From the listing below, pick out each line with the word "covered".
══════
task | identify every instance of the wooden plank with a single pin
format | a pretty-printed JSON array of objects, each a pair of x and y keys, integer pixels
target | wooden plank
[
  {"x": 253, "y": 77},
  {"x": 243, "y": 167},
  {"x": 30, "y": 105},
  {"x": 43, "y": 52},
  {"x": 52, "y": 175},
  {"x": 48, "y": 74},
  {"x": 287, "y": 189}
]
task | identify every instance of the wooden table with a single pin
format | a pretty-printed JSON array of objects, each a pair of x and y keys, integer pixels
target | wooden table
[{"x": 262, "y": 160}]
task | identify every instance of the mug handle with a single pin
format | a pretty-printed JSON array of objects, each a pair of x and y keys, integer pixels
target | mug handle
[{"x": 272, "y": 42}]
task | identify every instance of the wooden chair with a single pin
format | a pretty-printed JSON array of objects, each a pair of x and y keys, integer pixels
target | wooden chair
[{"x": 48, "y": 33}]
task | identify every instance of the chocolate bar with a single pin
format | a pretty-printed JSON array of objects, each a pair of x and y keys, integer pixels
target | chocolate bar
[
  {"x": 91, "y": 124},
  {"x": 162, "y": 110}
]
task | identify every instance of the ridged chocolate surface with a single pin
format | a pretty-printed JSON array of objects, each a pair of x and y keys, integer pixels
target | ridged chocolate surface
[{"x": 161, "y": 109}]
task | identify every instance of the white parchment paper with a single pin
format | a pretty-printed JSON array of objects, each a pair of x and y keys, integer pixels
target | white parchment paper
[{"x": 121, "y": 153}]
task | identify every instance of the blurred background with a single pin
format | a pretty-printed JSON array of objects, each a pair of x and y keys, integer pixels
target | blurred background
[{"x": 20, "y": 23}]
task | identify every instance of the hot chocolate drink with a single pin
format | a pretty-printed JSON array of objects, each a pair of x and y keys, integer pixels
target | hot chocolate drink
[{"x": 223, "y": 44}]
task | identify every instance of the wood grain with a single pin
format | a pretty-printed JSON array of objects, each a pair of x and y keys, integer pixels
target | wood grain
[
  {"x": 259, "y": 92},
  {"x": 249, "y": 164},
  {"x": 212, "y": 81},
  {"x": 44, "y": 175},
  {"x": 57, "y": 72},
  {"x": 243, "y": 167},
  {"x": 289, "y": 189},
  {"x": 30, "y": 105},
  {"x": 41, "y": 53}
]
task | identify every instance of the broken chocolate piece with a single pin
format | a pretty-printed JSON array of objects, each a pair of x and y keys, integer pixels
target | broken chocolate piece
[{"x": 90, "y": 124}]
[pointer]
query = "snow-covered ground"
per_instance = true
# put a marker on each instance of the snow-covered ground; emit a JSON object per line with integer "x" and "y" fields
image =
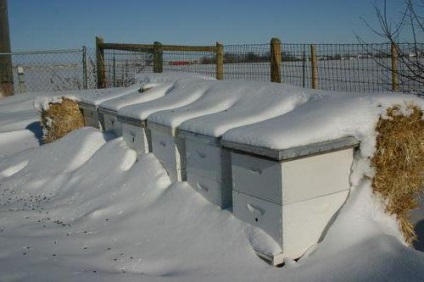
{"x": 88, "y": 208}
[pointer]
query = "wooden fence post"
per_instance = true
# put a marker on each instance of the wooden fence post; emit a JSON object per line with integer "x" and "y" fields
{"x": 219, "y": 58}
{"x": 394, "y": 55}
{"x": 275, "y": 60}
{"x": 314, "y": 67}
{"x": 157, "y": 57}
{"x": 100, "y": 61}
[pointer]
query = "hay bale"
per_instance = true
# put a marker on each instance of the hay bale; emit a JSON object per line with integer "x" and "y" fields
{"x": 60, "y": 118}
{"x": 399, "y": 164}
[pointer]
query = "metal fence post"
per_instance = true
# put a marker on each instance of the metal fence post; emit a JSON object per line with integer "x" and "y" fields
{"x": 157, "y": 57}
{"x": 394, "y": 56}
{"x": 304, "y": 69}
{"x": 275, "y": 60}
{"x": 100, "y": 60}
{"x": 314, "y": 66}
{"x": 219, "y": 60}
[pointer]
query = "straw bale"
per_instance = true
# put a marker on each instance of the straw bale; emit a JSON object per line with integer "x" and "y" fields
{"x": 60, "y": 119}
{"x": 399, "y": 164}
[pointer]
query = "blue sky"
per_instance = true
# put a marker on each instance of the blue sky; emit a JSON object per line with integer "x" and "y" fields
{"x": 53, "y": 24}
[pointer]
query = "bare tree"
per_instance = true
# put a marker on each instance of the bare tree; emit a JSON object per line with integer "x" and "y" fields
{"x": 409, "y": 25}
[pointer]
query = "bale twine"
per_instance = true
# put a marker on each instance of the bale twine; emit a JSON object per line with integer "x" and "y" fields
{"x": 61, "y": 118}
{"x": 399, "y": 164}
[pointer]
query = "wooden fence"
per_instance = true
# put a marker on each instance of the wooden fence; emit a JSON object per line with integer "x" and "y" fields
{"x": 276, "y": 59}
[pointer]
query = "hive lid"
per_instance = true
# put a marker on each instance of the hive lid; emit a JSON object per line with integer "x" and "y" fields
{"x": 131, "y": 121}
{"x": 198, "y": 137}
{"x": 294, "y": 152}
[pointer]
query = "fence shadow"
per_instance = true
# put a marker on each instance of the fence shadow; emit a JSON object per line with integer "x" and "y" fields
{"x": 419, "y": 243}
{"x": 36, "y": 128}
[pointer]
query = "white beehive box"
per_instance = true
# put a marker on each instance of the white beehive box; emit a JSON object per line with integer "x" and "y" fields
══════
__TASK ANSWER__.
query = "snow-covered ground"
# put a marker on each instance of the snow-covered ground; emit a JSON object per line with integer "x" and "y" fields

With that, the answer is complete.